__Excerpt to read__.

After more than a year of living in a global pandemic, world leaders and decision makers gathered together for the United Nation’s High-level Political Forum (HLPF), the UN platform in charge of the follow-up and review of the 2030 Agenda for Sustainable Development.

The HLPF has a central role to assess if we are on track to achieve the 2030 Agenda for Sustainable Development goals. This year’s edition, held from 6-15 July, focused on how the recovery from COVID-19 and the process of ‘building back better’ can promote the economic, social, and environmental dimensions of sustainable development.

Young people have been disproportionately impacted by the Covid-19 crisis in a context of persisting inequalities and climate crisis: youth paid a heavy price from the pandemic through learning losses, precarious jobs, and high youth unemployment. It is likely that these issues will persist, therefore, recovery plans should address long-term impacts of the pandemic including on the most marginalised groups.

Young people must be included in the decision making process while job quality creation and mental health are priorities and should be addressed.

What did the European Youth Forum do at the HLPF?

The HLPF is an opportunity to hold national governments to account for their commitments to the Sustainable Development Goals. This year, 42 Member States presented their progress through their Voluntary National Reviews (VNRs). The European Youth Forum works to represent and support our Member Organisations to engage with the VNRs to ensure that young people also have their voices heard in this process. This time around we worked together with the National Youth Councils of Azerbaijan, Cyprus, Czech Republic, Denmark, Germany, Norway, Spain, and Sweden whose governments were among those being reviewed.

The European Youth Forum also participated in a side event organised by the UN’s Major Group for Children and Youth (MGCY) on meaningful participation of young people in the UN. At this side event we called for meaningful participation based on transparent, sustainable structures, and democratic representation.

What was at stake?

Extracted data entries
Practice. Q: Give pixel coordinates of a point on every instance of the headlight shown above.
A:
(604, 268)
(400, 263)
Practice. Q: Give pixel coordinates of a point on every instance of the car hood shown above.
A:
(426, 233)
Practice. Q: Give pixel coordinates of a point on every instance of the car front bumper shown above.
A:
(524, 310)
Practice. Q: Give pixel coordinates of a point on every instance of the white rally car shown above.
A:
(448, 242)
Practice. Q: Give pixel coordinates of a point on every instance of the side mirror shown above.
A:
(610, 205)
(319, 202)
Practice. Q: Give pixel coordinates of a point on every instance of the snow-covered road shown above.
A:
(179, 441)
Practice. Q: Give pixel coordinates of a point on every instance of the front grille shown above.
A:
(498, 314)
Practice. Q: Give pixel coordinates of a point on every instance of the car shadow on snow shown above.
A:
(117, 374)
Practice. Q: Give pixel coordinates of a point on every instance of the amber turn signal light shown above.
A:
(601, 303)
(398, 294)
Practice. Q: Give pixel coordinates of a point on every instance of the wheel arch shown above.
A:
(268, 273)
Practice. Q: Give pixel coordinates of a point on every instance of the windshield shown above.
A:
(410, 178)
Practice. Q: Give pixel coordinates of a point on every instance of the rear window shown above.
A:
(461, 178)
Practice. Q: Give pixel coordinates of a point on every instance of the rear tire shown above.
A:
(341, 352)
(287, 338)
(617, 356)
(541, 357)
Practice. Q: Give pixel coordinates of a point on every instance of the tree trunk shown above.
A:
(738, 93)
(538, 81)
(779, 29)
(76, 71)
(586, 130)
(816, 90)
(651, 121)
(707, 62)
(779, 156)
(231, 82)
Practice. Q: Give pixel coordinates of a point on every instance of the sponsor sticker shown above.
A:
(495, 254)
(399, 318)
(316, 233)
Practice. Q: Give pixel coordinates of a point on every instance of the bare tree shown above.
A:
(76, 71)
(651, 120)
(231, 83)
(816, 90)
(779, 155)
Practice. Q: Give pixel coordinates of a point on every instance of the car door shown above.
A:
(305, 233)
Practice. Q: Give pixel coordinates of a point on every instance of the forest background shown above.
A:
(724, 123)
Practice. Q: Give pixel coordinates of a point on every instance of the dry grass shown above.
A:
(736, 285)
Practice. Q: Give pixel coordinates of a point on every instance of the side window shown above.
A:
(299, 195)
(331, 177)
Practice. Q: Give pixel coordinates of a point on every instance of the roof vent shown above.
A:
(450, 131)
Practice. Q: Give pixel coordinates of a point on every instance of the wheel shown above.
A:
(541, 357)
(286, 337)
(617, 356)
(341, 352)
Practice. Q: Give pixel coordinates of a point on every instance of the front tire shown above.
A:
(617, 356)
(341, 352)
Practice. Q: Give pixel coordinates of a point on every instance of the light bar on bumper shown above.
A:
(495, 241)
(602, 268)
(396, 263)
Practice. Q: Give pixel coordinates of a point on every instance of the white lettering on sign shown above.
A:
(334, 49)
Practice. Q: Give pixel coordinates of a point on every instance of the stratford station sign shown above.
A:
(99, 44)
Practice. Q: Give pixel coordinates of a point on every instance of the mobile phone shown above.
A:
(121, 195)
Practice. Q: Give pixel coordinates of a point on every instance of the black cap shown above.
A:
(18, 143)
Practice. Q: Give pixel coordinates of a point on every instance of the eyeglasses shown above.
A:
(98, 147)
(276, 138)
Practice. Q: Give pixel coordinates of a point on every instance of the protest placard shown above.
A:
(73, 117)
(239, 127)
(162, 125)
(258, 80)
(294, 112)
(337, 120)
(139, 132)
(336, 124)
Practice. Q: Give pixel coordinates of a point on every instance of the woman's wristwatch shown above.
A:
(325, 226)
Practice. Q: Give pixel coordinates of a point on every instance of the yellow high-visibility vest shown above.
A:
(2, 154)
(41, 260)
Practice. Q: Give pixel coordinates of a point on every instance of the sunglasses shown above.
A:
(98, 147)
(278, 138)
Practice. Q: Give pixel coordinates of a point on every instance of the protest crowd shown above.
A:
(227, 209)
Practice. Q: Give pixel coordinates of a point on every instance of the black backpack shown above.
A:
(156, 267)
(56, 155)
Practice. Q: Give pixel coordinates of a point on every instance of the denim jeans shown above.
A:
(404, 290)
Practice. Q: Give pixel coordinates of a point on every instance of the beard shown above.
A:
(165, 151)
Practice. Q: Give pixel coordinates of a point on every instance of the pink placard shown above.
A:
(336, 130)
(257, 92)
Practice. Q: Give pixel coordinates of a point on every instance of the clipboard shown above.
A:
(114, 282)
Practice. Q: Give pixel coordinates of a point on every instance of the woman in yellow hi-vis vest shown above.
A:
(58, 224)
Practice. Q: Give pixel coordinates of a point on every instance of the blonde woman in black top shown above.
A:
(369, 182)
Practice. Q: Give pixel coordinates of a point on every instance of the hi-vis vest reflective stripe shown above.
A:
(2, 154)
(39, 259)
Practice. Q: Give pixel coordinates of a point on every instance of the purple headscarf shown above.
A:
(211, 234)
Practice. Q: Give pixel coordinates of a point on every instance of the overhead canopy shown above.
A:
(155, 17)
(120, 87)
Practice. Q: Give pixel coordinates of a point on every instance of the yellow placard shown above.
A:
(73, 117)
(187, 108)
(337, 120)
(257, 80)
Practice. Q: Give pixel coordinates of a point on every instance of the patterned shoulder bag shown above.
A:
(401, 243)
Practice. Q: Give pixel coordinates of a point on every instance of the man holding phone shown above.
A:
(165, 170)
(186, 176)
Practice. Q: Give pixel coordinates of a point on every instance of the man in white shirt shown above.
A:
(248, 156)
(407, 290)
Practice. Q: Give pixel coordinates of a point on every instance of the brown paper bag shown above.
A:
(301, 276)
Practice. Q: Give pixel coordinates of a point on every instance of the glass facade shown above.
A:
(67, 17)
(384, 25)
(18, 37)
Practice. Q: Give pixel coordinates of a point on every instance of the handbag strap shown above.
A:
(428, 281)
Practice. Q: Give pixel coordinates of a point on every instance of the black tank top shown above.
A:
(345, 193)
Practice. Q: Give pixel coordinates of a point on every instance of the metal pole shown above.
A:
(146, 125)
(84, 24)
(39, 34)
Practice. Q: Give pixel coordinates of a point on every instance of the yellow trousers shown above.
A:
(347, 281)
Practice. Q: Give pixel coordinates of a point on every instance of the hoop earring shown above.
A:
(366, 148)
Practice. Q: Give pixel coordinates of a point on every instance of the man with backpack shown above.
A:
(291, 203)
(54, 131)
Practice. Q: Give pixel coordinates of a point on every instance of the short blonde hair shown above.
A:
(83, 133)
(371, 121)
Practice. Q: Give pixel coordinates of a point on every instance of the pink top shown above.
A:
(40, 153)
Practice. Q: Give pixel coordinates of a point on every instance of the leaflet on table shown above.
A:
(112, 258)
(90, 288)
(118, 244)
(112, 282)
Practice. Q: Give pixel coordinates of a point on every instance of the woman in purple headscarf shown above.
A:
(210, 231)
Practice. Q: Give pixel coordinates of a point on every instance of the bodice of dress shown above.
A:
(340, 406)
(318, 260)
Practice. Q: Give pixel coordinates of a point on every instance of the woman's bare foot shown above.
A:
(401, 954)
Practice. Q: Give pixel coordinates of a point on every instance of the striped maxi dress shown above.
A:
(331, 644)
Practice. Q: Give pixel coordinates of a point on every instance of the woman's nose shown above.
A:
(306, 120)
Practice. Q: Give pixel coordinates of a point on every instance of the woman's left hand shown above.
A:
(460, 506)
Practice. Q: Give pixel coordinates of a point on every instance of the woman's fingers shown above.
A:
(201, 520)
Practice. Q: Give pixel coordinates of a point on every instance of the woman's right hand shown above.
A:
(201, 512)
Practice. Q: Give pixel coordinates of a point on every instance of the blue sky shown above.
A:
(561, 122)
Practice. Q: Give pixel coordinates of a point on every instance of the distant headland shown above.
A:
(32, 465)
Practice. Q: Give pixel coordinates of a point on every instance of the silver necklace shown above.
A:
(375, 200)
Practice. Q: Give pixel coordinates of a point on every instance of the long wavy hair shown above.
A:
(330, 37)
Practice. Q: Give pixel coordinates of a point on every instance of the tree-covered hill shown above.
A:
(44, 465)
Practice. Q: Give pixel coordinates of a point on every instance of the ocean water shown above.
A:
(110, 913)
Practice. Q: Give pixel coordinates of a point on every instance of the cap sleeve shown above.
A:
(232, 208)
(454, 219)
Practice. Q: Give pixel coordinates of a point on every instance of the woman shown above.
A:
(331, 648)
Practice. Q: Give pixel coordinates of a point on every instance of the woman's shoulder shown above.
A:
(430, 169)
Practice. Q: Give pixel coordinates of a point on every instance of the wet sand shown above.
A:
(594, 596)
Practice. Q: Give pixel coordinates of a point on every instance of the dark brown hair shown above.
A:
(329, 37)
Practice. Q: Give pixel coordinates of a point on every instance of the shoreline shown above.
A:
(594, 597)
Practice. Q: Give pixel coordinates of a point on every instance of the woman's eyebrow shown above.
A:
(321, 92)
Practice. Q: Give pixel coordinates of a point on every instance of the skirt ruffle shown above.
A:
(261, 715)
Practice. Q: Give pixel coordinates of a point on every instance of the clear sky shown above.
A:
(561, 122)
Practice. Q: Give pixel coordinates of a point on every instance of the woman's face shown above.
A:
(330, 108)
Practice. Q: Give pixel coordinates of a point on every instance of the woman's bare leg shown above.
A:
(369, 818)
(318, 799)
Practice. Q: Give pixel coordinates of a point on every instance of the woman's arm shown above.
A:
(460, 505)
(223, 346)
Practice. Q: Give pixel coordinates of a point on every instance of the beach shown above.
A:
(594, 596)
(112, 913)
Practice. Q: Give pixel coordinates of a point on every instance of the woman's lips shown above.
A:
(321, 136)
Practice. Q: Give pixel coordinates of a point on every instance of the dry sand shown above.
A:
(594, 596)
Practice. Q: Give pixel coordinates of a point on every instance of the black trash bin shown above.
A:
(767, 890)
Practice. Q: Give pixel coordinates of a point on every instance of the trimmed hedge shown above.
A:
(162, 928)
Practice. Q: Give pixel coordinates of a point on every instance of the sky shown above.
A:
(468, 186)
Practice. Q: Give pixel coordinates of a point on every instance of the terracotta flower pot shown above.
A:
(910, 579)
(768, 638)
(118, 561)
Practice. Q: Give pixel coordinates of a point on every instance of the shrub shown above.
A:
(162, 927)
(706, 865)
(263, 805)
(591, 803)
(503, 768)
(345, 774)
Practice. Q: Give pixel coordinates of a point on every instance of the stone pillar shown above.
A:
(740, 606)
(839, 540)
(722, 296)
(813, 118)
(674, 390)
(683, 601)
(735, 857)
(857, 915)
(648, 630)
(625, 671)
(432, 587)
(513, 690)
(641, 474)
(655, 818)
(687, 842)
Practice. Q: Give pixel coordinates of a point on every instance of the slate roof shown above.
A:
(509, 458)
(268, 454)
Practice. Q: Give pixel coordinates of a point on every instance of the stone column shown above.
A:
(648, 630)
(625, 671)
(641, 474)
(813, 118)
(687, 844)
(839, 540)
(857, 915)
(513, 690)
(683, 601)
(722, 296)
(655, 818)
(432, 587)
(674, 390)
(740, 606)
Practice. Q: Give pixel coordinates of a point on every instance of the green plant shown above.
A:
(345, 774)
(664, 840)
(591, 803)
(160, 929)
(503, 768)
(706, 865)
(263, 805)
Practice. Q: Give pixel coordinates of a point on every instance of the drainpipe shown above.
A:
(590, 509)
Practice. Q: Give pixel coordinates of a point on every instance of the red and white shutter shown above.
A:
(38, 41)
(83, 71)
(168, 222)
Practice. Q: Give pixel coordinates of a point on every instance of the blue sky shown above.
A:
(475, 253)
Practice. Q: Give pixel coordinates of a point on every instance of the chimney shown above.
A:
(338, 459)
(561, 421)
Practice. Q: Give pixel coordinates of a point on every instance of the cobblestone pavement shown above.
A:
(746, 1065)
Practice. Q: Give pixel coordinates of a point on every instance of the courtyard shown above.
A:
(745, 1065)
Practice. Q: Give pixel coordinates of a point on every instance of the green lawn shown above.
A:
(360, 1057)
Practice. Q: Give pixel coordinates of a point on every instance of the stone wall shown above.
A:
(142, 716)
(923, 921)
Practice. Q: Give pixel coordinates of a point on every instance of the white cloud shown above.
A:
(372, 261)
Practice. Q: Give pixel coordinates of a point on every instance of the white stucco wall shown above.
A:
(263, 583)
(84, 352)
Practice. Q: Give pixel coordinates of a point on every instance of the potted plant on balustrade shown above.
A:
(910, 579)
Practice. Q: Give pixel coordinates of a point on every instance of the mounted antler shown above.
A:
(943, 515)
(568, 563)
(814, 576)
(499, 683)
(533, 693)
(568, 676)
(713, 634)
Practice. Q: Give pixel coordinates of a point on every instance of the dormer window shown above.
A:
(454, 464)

__Activity A__.
Answer these questions from the HLPF excerpt:
(i) On what dates was this year's edition of the forum held?
(ii) How many Member States presented Voluntary National Reviews?
(iii) Which body organized the side event on meaningful participation of young people in the UN?
__Activity B__.
Please turn the paragraph of the HLPF excerpt that begins "The HLPF is an opportunity to hold national governments to account" into a bulleted list that keeps its main facts.
__Activity C__.
Pick up the HLPF excerpt after its final line and continue writing it.
The listing has no connection to the HLPF excerpt.

__Written answer A__.
(i) 6-15 July
(ii) 42
(iii) The UN's Major Group for Children and Youth (MGCY)

__Written answer B__.
- The HLPF lets people hold national governments to account for their Sustainable Development Goals commitments.
- This year, 42 Member States presented their progress through Voluntary National Reviews (VNRs).
- The European Youth Forum represents and supports its Member Organisations as they engage with the VNRs, so that young people's voices are heard.
- This time it worked with the National Youth Councils of Azerbaijan, Cyprus, Czech Republic, Denmark, Germany, Norway, Spain, and Sweden, whose governments were under review.

__Written answer C__.
HLPF is a chance to identify challenges and commit to ambitious measures to tackle them. The 2021 HLPF concluded with the adoption of the Ministerial Declaration. Unfortunately, this document fails to address the root causes of the current broken system, including an economic model based on unlimited growth and extraction of natural resources.

In the context of the pandemic, we witnessed a crackdown against civil society. The lack of commitment in the Ministerial Declaration for meaningful participation of young people in the implementation, monitoring and evaluation of the Sustainable Development Goals (SDGs) is a step back from previous commitments.

Young people have been at the forefront of pushing for sustainable development and governments must commit to establishing permanent platforms for participation of youth and civil society to monitor and implement the SDGs.

The 2030 Agenda cannot be achieved without substantial political and financial support. The current pandemic has also proven that adopting a holistic approach on the recovery measures, addressing economic, social and climate crisis while also mitigating the long-term impacts of the pandemic, is needed. Governments should focus on the most marginalised groups while investing in job quality creation and increasing the access to mental health and well being support.

Member States must do more to build back better and address the climate crisis that is central to the 2030 agenda.